(Polygon annotations for photos)
┌──

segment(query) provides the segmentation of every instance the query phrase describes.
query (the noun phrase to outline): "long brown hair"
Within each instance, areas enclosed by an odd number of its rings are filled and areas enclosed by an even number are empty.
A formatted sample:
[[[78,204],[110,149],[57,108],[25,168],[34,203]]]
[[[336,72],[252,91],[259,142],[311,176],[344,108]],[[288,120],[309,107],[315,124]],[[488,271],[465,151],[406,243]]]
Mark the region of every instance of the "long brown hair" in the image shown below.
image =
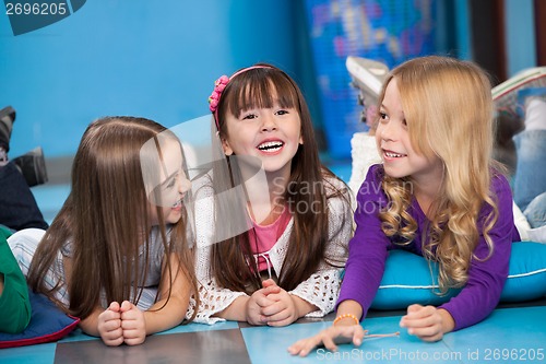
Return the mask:
[[[63,271],[62,267],[56,266],[56,260],[70,242],[72,270],[67,286],[70,296],[67,312],[71,315],[86,318],[102,304],[102,294],[108,303],[128,300],[136,304],[140,298],[142,289],[138,286],[147,274],[147,265],[138,265],[141,246],[145,262],[152,259],[149,255],[150,203],[142,174],[142,163],[150,164],[150,161],[143,161],[146,156],[140,151],[146,141],[157,140],[159,133],[179,142],[162,125],[134,117],[98,119],[82,137],[72,165],[70,195],[38,245],[28,272],[32,289],[48,295],[62,307],[56,300],[60,282],[50,290],[44,278],[49,269]],[[157,168],[159,162],[155,161]],[[197,296],[183,207],[182,211],[182,218],[171,226],[170,242],[167,242],[162,208],[156,208],[165,254],[176,253],[180,258],[180,272],[174,272],[167,260],[166,271],[162,274],[185,274]]]
[[[227,136],[225,122],[227,113],[239,117],[245,109],[271,108],[278,103],[281,107],[295,108],[299,114],[304,144],[299,145],[292,160],[289,188],[286,189],[284,196],[293,213],[294,227],[283,268],[278,274],[280,286],[289,291],[316,272],[322,261],[337,267],[343,265],[341,261],[334,261],[332,257],[327,257],[325,254],[329,242],[328,200],[342,197],[349,209],[348,188],[345,186],[340,189],[325,179],[328,177],[339,180],[319,160],[309,108],[295,81],[271,64],[259,63],[257,66],[259,67],[237,72],[237,75],[228,82],[222,93],[215,116],[219,137],[223,138]],[[273,95],[277,95],[278,99],[274,99]],[[215,153],[218,157],[225,157],[222,149],[216,149]],[[235,165],[235,158],[229,156],[227,158],[229,169],[215,169],[213,176],[215,188],[222,191],[244,185],[238,167]],[[221,220],[222,216],[233,213],[247,214],[246,206],[246,201],[230,201],[229,206],[217,204],[216,224],[225,223],[225,220]],[[301,206],[307,209],[301,211],[298,209]],[[211,270],[221,286],[247,293],[261,287],[261,278],[251,254],[249,232],[214,244],[211,254]]]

└──

■ Exercise task
Quote the listing above word for word, leaving out the picture.

■ Solution to this problem
segment(query) provides the segmentation of every instance the query phrase describes.
query (the noun phrase to outline): "long brown hair"
Within each instance, areas enclosed by an odd number of its rings are filled and areas enclosed by an even number are empty.
A formatted sample:
[[[78,204],[110,149],[57,108],[25,168],[34,203]]]
[[[336,72],[252,91],[259,142],[311,176],[344,108]],[[288,120],[309,107],[315,124]],[[488,271],[465,151],[406,243]]]
Mark the region of every instance of the "long brown hair" in the image shown below.
image =
Return the mask:
[[[63,271],[62,267],[56,266],[56,260],[70,242],[72,270],[67,286],[70,296],[67,312],[71,315],[86,318],[102,304],[102,294],[108,303],[128,300],[136,304],[140,298],[142,289],[138,286],[147,274],[147,265],[138,265],[141,246],[145,262],[152,259],[149,255],[150,203],[142,174],[142,163],[150,164],[150,161],[143,161],[146,156],[140,151],[146,141],[157,140],[159,133],[179,142],[162,125],[134,117],[98,119],[82,137],[72,165],[70,195],[38,245],[28,272],[32,289],[48,295],[62,307],[56,300],[60,282],[50,290],[44,278],[49,269]],[[157,168],[159,162],[155,161]],[[197,296],[183,207],[182,211],[182,218],[171,226],[170,242],[167,242],[162,208],[156,208],[165,254],[176,253],[180,258],[180,272],[174,272],[167,260],[166,271],[162,274],[185,274]]]
[[[227,136],[225,122],[227,113],[239,117],[245,109],[271,108],[278,103],[281,107],[295,108],[299,114],[304,144],[299,145],[292,160],[289,188],[286,189],[284,196],[293,213],[294,227],[283,268],[278,274],[280,286],[289,291],[316,272],[322,261],[337,267],[343,265],[341,261],[334,261],[332,257],[327,257],[325,254],[329,242],[328,200],[342,197],[349,209],[348,188],[345,186],[340,189],[325,179],[328,177],[339,180],[319,160],[309,108],[295,81],[271,64],[259,63],[257,66],[259,67],[237,72],[237,75],[228,82],[222,93],[215,116],[219,137],[223,138]],[[273,95],[277,95],[278,99],[274,99]],[[215,153],[218,157],[225,157],[222,149],[216,149]],[[235,165],[235,158],[229,156],[227,158],[229,169],[215,169],[213,176],[215,188],[222,191],[244,185],[238,167]],[[221,220],[222,216],[233,213],[247,214],[246,206],[246,201],[230,201],[229,206],[217,204],[216,224],[225,223],[225,220]],[[301,206],[307,209],[301,211],[298,209]],[[211,270],[221,286],[247,293],[261,287],[261,278],[251,254],[249,232],[214,244],[211,254]]]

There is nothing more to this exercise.